## TRY IT
Begin with the line that holds "Object query: stork's red beak". Write out every line from there to the end of the listing below, word for word.

## DATA SHOWN
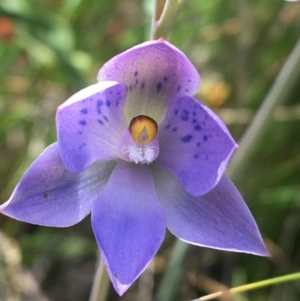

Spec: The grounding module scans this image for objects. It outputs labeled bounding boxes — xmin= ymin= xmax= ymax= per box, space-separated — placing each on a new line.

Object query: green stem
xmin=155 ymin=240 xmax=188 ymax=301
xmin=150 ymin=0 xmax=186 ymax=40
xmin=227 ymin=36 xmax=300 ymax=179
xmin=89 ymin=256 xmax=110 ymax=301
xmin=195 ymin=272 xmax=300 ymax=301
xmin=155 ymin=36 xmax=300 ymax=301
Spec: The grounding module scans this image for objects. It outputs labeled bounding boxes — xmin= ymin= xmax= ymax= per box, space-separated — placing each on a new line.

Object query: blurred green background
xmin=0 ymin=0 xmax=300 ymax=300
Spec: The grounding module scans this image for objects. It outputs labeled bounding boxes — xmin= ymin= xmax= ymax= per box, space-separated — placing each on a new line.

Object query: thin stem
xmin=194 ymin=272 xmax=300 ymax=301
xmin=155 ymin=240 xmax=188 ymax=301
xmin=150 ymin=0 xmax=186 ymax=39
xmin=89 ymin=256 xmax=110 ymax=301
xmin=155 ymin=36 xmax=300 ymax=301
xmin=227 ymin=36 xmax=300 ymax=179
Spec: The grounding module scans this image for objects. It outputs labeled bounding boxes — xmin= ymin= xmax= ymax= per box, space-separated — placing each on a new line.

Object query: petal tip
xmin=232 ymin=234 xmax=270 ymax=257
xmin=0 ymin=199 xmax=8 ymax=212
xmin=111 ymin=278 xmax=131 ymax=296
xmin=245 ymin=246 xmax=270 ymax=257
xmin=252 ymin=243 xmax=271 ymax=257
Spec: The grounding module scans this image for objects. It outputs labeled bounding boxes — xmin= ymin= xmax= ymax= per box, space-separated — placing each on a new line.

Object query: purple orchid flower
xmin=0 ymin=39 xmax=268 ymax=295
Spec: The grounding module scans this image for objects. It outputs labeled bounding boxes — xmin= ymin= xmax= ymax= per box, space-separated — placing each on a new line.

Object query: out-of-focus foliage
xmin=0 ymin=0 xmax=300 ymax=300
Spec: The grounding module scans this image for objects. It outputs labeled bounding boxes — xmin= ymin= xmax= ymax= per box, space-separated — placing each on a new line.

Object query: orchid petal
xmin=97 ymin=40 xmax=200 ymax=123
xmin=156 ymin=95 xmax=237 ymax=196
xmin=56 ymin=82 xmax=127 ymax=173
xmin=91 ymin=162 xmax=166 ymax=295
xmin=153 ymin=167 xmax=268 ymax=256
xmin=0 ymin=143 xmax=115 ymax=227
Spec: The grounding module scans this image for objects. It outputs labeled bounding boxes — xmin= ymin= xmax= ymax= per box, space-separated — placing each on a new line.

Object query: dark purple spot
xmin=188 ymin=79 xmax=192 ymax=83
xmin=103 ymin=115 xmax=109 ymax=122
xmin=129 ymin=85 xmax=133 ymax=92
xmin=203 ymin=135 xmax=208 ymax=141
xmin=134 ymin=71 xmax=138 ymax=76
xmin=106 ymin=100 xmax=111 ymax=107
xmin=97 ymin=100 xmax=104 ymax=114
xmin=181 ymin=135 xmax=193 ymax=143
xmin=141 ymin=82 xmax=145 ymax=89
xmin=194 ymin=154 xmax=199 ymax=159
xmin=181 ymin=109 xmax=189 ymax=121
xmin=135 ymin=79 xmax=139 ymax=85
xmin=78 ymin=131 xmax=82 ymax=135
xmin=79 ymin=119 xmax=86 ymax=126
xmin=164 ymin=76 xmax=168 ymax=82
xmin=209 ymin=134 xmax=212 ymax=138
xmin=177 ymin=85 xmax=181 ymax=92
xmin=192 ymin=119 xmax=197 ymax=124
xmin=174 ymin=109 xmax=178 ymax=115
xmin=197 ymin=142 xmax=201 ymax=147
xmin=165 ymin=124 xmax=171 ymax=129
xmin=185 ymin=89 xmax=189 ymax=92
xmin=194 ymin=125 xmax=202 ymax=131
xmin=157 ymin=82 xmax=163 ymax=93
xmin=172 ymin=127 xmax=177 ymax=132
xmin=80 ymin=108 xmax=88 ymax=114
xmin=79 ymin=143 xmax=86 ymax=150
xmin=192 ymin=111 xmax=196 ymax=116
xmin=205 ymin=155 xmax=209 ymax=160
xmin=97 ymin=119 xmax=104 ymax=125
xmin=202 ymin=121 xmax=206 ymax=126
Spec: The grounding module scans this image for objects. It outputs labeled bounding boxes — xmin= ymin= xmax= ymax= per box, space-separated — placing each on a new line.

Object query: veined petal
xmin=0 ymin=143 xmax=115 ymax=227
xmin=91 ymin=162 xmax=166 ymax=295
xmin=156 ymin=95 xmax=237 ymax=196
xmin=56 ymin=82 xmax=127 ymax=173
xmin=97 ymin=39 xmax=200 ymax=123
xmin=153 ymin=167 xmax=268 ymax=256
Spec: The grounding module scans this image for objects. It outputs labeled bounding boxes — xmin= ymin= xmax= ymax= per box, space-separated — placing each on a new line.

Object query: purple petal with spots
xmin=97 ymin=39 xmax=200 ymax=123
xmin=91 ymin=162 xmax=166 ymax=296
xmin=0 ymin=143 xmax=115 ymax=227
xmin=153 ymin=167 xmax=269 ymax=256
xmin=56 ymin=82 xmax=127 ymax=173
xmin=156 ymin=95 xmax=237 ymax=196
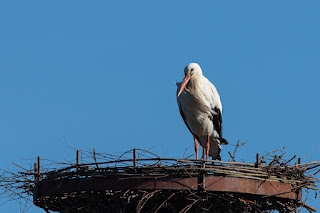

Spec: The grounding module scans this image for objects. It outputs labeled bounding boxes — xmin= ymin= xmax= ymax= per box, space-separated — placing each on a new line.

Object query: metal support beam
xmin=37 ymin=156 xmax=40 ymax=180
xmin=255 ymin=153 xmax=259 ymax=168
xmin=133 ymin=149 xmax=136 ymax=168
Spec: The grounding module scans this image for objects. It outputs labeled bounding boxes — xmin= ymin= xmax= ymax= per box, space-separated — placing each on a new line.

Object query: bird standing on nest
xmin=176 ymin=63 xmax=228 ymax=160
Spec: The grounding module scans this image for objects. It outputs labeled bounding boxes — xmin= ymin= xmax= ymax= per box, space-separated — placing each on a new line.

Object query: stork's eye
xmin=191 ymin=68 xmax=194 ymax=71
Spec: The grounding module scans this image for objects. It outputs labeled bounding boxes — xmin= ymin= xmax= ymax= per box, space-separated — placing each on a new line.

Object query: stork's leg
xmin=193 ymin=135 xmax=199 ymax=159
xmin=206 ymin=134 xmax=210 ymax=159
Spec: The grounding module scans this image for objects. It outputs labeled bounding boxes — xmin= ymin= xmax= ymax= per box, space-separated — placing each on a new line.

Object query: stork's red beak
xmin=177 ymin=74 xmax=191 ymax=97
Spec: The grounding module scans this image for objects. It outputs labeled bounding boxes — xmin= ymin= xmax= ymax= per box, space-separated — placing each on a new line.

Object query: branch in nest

## RESPONSE TO THIS EXERCISE
Object query: stork's red beak
xmin=177 ymin=74 xmax=191 ymax=97
Spec: The grounding module scans this image for objects. It outputs labeled bounding boxes — xmin= ymin= xmax= ymax= per box, space-separated — placing each on a new line.

Object query: branch in nest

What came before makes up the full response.